— Start of Rows —

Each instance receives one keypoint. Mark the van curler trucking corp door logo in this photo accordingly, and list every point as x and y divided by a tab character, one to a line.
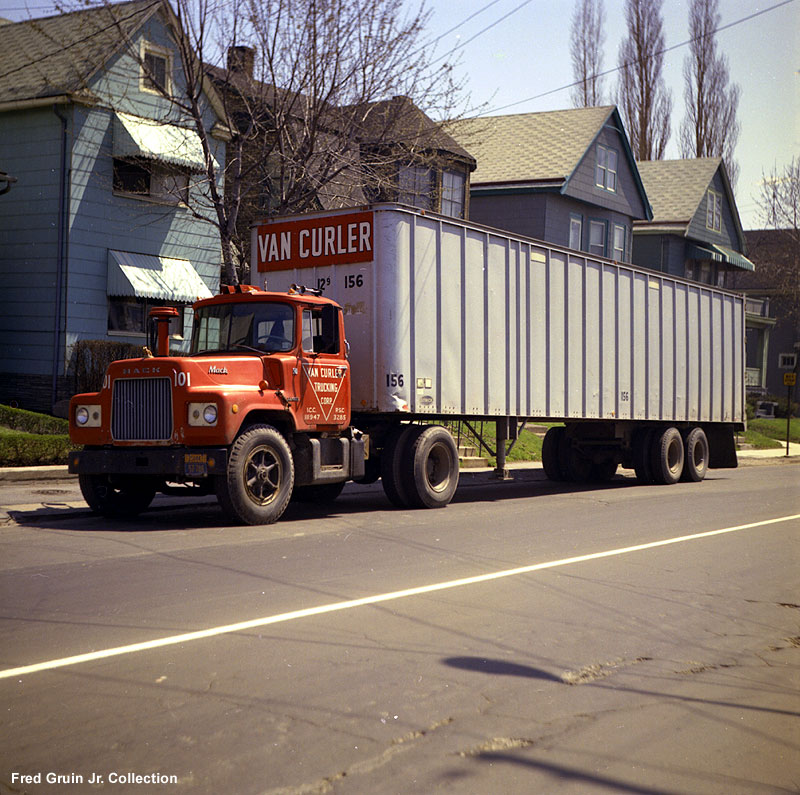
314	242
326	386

— End of Rows —
— Start of Rows —

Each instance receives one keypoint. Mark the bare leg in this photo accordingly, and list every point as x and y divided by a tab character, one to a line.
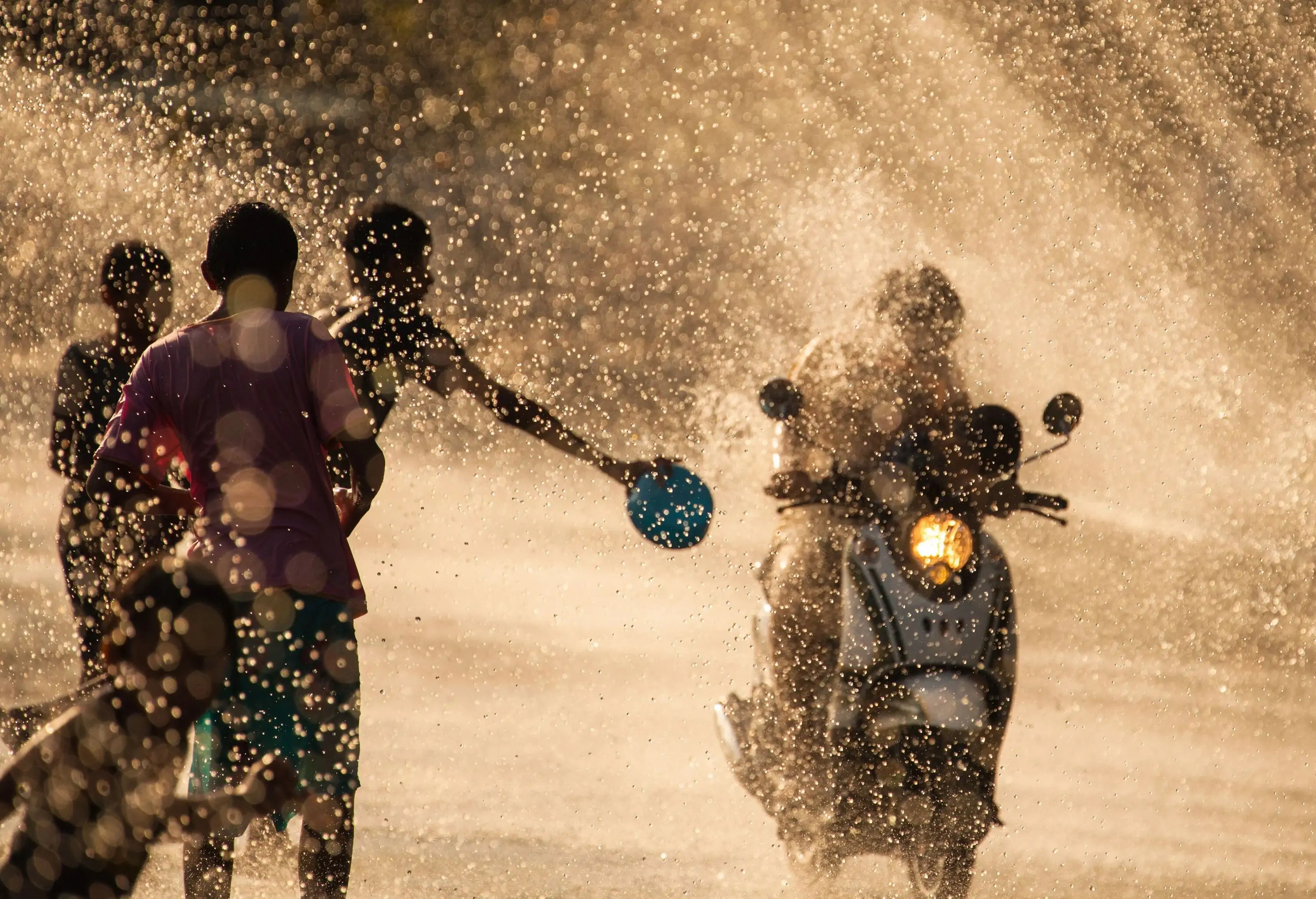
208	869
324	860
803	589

— End of Rows —
— Start of Rows —

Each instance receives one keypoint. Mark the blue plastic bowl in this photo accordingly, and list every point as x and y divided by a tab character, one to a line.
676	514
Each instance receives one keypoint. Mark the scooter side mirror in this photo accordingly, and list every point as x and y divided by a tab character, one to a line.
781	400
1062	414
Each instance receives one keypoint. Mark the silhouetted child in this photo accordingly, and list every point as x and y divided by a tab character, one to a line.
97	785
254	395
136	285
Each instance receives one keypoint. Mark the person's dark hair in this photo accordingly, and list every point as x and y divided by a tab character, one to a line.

— End of Rows —

- _What this task involves_
Reproduce only the lines from the line with "Each instance receives one keypoint. Mark the scooter" to the line with "Each instance receives one keypoint. Mark the person's", both included, requests and all, offsetting each coordinate in the answers by adding 53 to it.

- _Solution for this problem_
Each instance receives one keypoint. Mark the scooter side mirror in this photo accordingly, and list every point as x and y divided by a tab character, one to a line.
834	453
1115	467
Each instance receives one keypoint. Mark the silhouetted child in this photo accordingly, and list every point as x and y divided by a tab character, one to a line.
150	838
307	448
189	338
Each instance receives one keypoint. Mark the person's dark hair in this photo accordingly, and list every point as x and y divided by a tab character, one to a line.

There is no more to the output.